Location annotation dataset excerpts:
════

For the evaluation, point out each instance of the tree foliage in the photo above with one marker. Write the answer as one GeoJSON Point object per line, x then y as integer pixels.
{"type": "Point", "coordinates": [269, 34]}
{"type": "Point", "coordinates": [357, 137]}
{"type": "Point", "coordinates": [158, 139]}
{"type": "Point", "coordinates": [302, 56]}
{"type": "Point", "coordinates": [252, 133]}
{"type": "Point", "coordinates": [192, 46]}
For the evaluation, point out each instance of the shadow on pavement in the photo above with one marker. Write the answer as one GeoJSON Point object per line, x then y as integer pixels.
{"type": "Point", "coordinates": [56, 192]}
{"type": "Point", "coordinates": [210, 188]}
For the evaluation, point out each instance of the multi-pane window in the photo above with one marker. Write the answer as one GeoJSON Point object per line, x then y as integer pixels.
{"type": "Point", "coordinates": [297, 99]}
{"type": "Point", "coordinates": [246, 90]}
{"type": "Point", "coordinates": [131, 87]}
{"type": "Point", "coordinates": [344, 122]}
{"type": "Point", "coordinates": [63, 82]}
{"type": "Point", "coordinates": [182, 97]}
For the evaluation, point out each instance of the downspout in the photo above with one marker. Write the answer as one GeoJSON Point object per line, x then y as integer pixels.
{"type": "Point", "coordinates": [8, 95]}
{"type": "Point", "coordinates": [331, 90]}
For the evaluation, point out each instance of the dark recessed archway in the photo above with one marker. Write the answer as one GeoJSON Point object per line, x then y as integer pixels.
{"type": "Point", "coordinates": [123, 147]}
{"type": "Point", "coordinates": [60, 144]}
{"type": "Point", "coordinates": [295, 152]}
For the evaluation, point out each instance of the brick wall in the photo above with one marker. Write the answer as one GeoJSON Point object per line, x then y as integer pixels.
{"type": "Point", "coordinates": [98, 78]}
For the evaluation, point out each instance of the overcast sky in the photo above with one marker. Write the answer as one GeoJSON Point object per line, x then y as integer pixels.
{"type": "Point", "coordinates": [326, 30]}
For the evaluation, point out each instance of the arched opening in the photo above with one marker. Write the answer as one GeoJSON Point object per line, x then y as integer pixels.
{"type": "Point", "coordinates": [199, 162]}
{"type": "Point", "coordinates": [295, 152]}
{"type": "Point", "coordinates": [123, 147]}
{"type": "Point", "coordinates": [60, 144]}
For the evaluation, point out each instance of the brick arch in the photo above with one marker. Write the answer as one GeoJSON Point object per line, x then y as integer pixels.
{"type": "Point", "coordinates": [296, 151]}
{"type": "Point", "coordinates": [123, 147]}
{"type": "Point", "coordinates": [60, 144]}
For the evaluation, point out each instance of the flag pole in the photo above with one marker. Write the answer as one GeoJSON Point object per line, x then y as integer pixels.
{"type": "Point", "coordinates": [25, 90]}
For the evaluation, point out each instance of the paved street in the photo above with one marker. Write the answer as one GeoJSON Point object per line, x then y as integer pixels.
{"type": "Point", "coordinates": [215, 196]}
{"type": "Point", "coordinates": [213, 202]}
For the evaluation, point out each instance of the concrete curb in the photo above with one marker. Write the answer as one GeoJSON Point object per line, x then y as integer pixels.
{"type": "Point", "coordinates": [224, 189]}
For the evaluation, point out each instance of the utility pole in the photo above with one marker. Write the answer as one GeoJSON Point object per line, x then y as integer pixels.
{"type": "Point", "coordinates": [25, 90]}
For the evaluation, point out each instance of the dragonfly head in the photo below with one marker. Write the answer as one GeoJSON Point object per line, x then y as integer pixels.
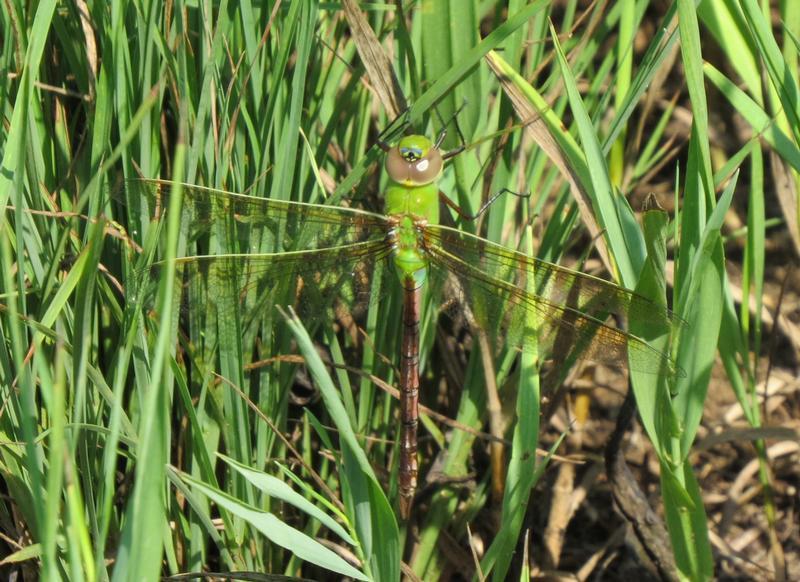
{"type": "Point", "coordinates": [414, 161]}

════

Direction
Leave out the pictures and copy the rest of the material above exactly.

Completed exercise
For the evaluation, point out each instance of the tree foliage in the photo above with one marker. Write the answer as one GeoJSON Point object per line, x then y as integer pixels.
{"type": "Point", "coordinates": [269, 34]}
{"type": "Point", "coordinates": [357, 137]}
{"type": "Point", "coordinates": [158, 139]}
{"type": "Point", "coordinates": [302, 56]}
{"type": "Point", "coordinates": [252, 133]}
{"type": "Point", "coordinates": [192, 46]}
For the evaluation, point out each instance of the shadow on pavement in the photo above with one marker. Write the answer as one GeoJSON Point object per line, x then y as integer pixels.
{"type": "Point", "coordinates": [56, 192]}
{"type": "Point", "coordinates": [210, 188]}
For the evaluation, point out each instance of the multi-pane window in the photo above with one marker. Write the answer as one GeoJSON Point object per line, x then y as integer pixels.
{"type": "Point", "coordinates": [297, 99]}
{"type": "Point", "coordinates": [246, 90]}
{"type": "Point", "coordinates": [131, 87]}
{"type": "Point", "coordinates": [344, 122]}
{"type": "Point", "coordinates": [63, 82]}
{"type": "Point", "coordinates": [182, 97]}
For the evaluation, point out each instance of the downspout in the photo above with one marker. Write the answer as one GeoJSON Point object per line, x then y as integer pixels.
{"type": "Point", "coordinates": [8, 95]}
{"type": "Point", "coordinates": [331, 90]}
For the evaluation, point out each instance of the dark recessed archway in the photo above with one marker. Write the answer as one GeoJSON Point object per line, x then y as integer pixels.
{"type": "Point", "coordinates": [123, 147]}
{"type": "Point", "coordinates": [60, 144]}
{"type": "Point", "coordinates": [295, 152]}
For the evaluation, point out each instance of the brick wall in the photo above with one marker. Write the answer as one GeoJSON Point object per line, x then y as integer pixels.
{"type": "Point", "coordinates": [98, 78]}
For the evaluation, point out each instance of the overcast sky in the photo above with one marker. Write the answer as one GeoJSON Point object per line, x then y as integer pixels.
{"type": "Point", "coordinates": [326, 30]}
For the evaluation, point out each instance of the arched opening in the photo above with one marker. Write the answer as one GeoJSON Point object per line, x then y as integer pixels.
{"type": "Point", "coordinates": [199, 162]}
{"type": "Point", "coordinates": [295, 152]}
{"type": "Point", "coordinates": [123, 147]}
{"type": "Point", "coordinates": [60, 144]}
For the evaluation, point out each instance of the brick arch in the photo above with one marker. Write the answer as one GeoJSON Point object per line, x then y as integer pixels.
{"type": "Point", "coordinates": [296, 151]}
{"type": "Point", "coordinates": [123, 147]}
{"type": "Point", "coordinates": [60, 144]}
For the evaluation, point out each instance of the flag pole in the photo above with one marker. Write the answer as one GeoJSON Point object per line, x then y as integer pixels.
{"type": "Point", "coordinates": [25, 90]}
For the evaluation, point out each instance of the paved street in the photo above with one marker. Write the answer as one GeoJSON Point object per line, x then y as integer pixels.
{"type": "Point", "coordinates": [215, 196]}
{"type": "Point", "coordinates": [213, 202]}
For the evaluation, point out each instance of the concrete curb in the photo above with one marker. Write the answer as one GeoJSON Point object per line, x then y as integer pixels.
{"type": "Point", "coordinates": [224, 189]}
For the evaluation, point out each instance of the utility pole in the photo above with one marker. Write the answer as one GeoJSON Point object per line, x then y as integer pixels.
{"type": "Point", "coordinates": [25, 90]}
For the evaluation, point out each instance of the dragonfly head in the photo below with one marker. Write the answer as one GeoJSON Point object per line, x then y as integer pixels.
{"type": "Point", "coordinates": [414, 161]}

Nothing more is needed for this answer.